-- Start of Given data --

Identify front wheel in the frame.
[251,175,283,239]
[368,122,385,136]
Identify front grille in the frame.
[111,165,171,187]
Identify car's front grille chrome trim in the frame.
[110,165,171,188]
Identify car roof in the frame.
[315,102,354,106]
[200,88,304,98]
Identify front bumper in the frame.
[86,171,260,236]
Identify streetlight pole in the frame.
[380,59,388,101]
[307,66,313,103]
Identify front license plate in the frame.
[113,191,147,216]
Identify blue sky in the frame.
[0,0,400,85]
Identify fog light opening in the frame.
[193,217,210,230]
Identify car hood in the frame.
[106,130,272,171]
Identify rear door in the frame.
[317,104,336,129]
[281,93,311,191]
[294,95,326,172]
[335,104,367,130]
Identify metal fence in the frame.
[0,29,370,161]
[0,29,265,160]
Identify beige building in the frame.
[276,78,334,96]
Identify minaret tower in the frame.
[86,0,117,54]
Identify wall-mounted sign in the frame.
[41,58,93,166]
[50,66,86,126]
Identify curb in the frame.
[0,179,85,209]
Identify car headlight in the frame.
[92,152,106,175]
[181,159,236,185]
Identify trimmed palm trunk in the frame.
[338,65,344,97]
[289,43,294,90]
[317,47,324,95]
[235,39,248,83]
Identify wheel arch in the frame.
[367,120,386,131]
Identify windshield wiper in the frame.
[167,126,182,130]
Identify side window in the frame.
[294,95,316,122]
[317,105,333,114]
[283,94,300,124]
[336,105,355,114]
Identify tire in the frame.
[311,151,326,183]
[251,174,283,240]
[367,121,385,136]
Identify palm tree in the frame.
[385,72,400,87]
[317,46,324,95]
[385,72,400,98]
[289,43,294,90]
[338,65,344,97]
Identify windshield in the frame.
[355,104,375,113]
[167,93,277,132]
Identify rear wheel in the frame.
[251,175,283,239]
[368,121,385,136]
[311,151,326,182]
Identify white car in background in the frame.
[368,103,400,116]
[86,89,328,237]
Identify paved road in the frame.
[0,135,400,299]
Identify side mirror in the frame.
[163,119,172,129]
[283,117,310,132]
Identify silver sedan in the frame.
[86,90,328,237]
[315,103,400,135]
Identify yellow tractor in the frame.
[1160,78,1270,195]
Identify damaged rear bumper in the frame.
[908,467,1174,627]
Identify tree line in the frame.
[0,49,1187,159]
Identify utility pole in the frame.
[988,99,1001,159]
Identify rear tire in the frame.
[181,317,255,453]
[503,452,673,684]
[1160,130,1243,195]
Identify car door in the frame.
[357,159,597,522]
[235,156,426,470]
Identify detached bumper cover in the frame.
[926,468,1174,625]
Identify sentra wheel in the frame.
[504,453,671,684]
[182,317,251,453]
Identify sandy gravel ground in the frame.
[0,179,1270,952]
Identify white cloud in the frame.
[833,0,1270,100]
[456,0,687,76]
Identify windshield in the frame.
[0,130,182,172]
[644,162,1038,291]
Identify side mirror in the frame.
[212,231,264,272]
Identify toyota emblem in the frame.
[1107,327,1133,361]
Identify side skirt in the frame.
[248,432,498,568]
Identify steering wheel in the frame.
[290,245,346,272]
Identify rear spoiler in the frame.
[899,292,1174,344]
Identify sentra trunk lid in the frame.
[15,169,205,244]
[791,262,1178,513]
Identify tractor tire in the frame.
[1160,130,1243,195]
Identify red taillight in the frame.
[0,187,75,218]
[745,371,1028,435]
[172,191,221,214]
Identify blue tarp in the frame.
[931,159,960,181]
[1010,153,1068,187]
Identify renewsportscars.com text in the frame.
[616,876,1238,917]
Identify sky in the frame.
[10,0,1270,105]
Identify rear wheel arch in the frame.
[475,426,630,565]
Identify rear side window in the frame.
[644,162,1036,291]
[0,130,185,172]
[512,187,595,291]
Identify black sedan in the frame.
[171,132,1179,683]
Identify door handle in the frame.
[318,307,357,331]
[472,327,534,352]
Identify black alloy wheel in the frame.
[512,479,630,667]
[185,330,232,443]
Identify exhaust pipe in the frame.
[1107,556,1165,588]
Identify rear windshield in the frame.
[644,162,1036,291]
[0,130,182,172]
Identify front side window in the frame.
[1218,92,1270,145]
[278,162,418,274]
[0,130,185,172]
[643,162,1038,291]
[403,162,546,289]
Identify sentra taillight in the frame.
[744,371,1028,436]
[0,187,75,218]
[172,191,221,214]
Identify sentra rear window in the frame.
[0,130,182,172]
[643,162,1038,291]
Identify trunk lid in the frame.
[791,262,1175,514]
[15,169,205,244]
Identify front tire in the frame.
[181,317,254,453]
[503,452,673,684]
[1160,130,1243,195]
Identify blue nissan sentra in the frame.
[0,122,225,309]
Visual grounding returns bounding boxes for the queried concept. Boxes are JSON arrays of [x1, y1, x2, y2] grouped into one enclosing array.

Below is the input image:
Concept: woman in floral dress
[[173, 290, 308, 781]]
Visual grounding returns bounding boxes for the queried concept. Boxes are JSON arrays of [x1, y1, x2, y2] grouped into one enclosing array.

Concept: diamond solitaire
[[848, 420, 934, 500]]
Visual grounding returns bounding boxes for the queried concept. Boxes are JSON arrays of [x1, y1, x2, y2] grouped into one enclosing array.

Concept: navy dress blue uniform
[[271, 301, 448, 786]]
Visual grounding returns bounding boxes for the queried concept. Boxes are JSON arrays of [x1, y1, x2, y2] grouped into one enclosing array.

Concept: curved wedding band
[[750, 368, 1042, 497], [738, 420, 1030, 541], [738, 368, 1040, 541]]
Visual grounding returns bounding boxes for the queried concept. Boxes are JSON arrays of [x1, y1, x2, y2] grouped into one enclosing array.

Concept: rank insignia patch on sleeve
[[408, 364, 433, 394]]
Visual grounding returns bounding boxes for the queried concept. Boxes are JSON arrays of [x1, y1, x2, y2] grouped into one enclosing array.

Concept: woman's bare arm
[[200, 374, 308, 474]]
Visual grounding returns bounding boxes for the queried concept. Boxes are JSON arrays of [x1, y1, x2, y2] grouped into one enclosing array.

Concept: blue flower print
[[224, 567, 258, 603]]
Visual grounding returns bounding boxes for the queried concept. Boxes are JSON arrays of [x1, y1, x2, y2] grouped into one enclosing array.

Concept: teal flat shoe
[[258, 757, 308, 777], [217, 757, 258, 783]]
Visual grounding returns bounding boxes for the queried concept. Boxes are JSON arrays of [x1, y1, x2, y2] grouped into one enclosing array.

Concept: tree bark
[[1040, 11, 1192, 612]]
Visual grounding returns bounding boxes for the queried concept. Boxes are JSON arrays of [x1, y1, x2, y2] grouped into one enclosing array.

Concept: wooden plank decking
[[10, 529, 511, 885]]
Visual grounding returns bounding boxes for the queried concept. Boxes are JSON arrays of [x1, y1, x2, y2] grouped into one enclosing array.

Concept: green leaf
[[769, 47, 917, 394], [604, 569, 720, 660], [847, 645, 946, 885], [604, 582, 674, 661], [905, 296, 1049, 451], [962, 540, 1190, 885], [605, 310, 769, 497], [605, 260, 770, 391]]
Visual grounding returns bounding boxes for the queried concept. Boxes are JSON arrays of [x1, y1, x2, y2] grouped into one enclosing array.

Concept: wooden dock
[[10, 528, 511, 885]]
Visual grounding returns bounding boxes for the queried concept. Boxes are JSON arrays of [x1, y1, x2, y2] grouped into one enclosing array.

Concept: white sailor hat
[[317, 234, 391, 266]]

-- End of Given data --

• **Written exercise**
Rewrite all the records above, putting "in the image" wherever "in the frame" appears and leaving everything else unchanged.

• **Answer to this problem**
Identify front wheel in the image.
[251,175,283,239]
[368,122,385,136]
Identify front grille in the image.
[111,165,171,187]
Identify car's front grille chrome trim in the image.
[110,165,171,188]
Identify car roof in the image.
[315,102,354,106]
[200,88,304,98]
Identify front bumper in the image.
[86,171,260,236]
Identify streetlight pole in the image.
[380,59,388,101]
[307,66,313,103]
Identify front license plate in the image.
[113,191,147,216]
Identify blue sky in the image.
[0,0,400,85]
Identify fog light opening in the image.
[193,217,210,230]
Identify car hood in the image.
[106,130,272,171]
Identify rear door in the image.
[317,104,336,129]
[281,93,311,191]
[294,95,326,172]
[335,104,367,130]
Identify metal fence in the image.
[0,29,370,161]
[0,29,265,160]
Identify beige building in the image.
[276,78,334,96]
Identify minaret tower in the image.
[86,0,117,54]
Identify wall-mounted sign in the image.
[41,58,93,166]
[50,66,86,126]
Identify curb in the image.
[0,179,85,209]
Identify car headlight in the image.
[92,152,106,175]
[181,159,236,185]
Identify trimmed palm trunk in the image.
[338,65,344,97]
[289,43,294,90]
[317,47,324,95]
[235,39,248,83]
Identify wheel arch in the image.
[367,120,386,131]
Identify windshield wiper in the image.
[167,126,182,130]
Identify side window in the image.
[294,95,316,122]
[317,105,333,114]
[283,94,300,124]
[336,105,355,114]
Identify tire in the image.
[311,151,326,183]
[251,174,283,240]
[367,121,385,136]
Identify palm tree in the image.
[385,72,400,87]
[317,46,324,95]
[385,72,400,98]
[289,43,294,90]
[338,65,344,97]
Identify windshield in the image.
[355,104,375,113]
[167,93,277,132]
Identify rear wheel in the image.
[251,175,283,239]
[368,121,385,136]
[311,151,326,182]
Identify white car in background in the image.
[368,103,400,116]
[86,89,328,237]
Identify paved road in the image.
[0,135,400,299]
Identify side mirror in the image.
[163,119,172,129]
[283,117,310,132]
Identify silver sedan in the image.
[86,90,328,237]
[315,103,400,135]
Identify yellow tractor in the image.
[1160,78,1270,195]
Identify damaged rear bumper in the image.
[908,467,1174,627]
Identify tree line in the image.
[0,49,1187,159]
Identify utility pole in the image.
[988,99,1001,159]
Identify rear tire in the image.
[181,317,255,453]
[503,452,673,684]
[1160,130,1243,195]
Identify car door in the image.
[357,159,597,522]
[235,156,426,470]
Identify detached bumper cover in the image.
[926,468,1174,625]
Identify sentra wheel in the image.
[504,453,671,684]
[182,317,251,453]
Identify sandy gravel ground in the image.
[0,179,1270,952]
Identify white cloud in the image.
[833,0,1270,100]
[456,0,687,76]
Identify windshield in the image.
[0,130,182,172]
[644,162,1038,291]
Identify side mirror in the image.
[212,231,264,272]
Identify toyota emblem in the image.
[1107,327,1133,361]
Identify side skirt in the image.
[248,432,498,568]
Identify steering wheel in the image.
[290,245,346,272]
Identify rear spoiler in the image.
[899,292,1174,344]
Identify sentra trunk lid in the image.
[15,169,205,244]
[791,262,1178,513]
Identify tractor tire in the image.
[1160,130,1243,195]
Identify red taillight in the image.
[0,187,75,218]
[745,371,1028,435]
[172,191,221,214]
Identify blue tarp in the image.
[931,159,960,181]
[1010,153,1068,187]
Identify renewsportscars.com text in the image.
[616,876,1238,917]
Identify sky in the image.
[10,0,1270,105]
Identify rear wheel arch in the image.
[475,426,630,565]
Identify rear side window in the image.
[644,162,1036,291]
[0,130,185,172]
[512,187,595,291]
Identify black sedan in the image.
[171,132,1179,683]
Identify door handle in the image.
[318,307,357,331]
[472,327,534,352]
Identify black alloy wheel in the image.
[512,479,630,667]
[185,330,232,443]
Identify exhaust pipe in the image.
[1107,556,1165,588]
Identify rear windshield in the image.
[644,162,1036,291]
[0,130,182,172]
Identify front side window in the image.
[1218,92,1270,145]
[278,162,418,274]
[0,130,185,172]
[643,162,1038,291]
[403,162,546,289]
Identify sentra taillight in the image.
[744,371,1028,436]
[0,187,75,218]
[172,191,221,214]
Identify sentra rear window in the image.
[0,130,182,172]
[643,162,1038,291]
Identify trunk lid in the image.
[791,262,1175,514]
[15,169,205,244]
Identify front tire in the image.
[181,317,254,453]
[503,452,673,684]
[1160,130,1243,195]
Identify blue nissan sentra in the image.
[0,122,225,309]
Visual grounding returns bounding boxes for the queried concept. Boxes are JSON arrays of [x1, y1, x2, y2] grouped into one enclosing array.

Below is the input image:
Concept: woman in floral dress
[[173, 290, 308, 781]]
Visual grounding returns bounding boxes for the queried concept. Boxes are JSON arrays of [x1, y1, x2, y2] grouped into one enclosing array.

Concept: diamond solitaire
[[848, 420, 934, 500]]
Visual grounding returns bounding boxes for the queried concept. Boxes are JSON arrays of [x1, y1, x2, y2] grouped into one enclosing array.

Concept: navy dress blue uniform
[[271, 301, 448, 786]]
Visual grounding returns bounding boxes for the queried concept. Boxes are JSON arrays of [x1, y1, x2, y2] grouped into one enclosing array.

Concept: curved wedding band
[[750, 368, 1042, 497], [738, 420, 1030, 541], [738, 368, 1040, 541]]
Visual grounding returns bounding boxes for the queried concept. Boxes are JSON arrays of [x1, y1, x2, y2] grouped into one enclosing array.

Concept: rank insignia patch on sleeve
[[408, 364, 433, 394]]
Visual grounding returns bounding boxes for the queried concept. Boxes are JSON arrays of [x1, y1, x2, y2] grouped into one enclosing array.

Concept: woman's bare arm
[[200, 374, 308, 474]]
Visual grounding returns bounding boxes for the queried concept. Boxes are JSON arrays of [x1, y1, x2, y2] grouped into one enclosing array.

Concept: blue flower print
[[224, 567, 258, 603]]
Visual grounding returns bounding boxes for the queried concept. Boxes are JSON arrays of [x1, y1, x2, y2] grouped into one enclosing array.

Concept: teal flat shoe
[[258, 757, 308, 777], [217, 757, 258, 783]]
Visual grounding returns bounding boxes for the queried concept. Boxes are JSON arrays of [x1, y1, x2, y2] grouped into one enclosing array.

Concept: tree bark
[[1040, 11, 1192, 612]]
Visual grounding returns bounding boxes for the queried concept. Boxes are JSON arrays of [x1, y1, x2, y2] grouped into one enclosing array.

Concept: wooden plank decking
[[10, 529, 511, 885]]
Visual grounding returns bounding boxes for the queried concept. Boxes are JSON arrays of [x1, y1, x2, y2] grouped into one enclosing array.

Concept: green leaf
[[769, 47, 917, 394], [604, 569, 720, 660], [847, 645, 946, 885], [604, 582, 674, 661], [905, 296, 1049, 451], [962, 540, 1190, 885], [605, 310, 769, 497], [605, 260, 770, 391]]
Visual grounding returns bounding boxes for the queried concept. Boxes are JSON arrays of [x1, y1, x2, y2] grouped into one enclosing array.

Concept: wooden dock
[[10, 528, 511, 885]]
Visual grounding returns bounding boxes for the queried concept. Boxes are JSON arrays of [x1, y1, x2, y2] grouped into one enclosing array.

Concept: white sailor hat
[[317, 234, 391, 266]]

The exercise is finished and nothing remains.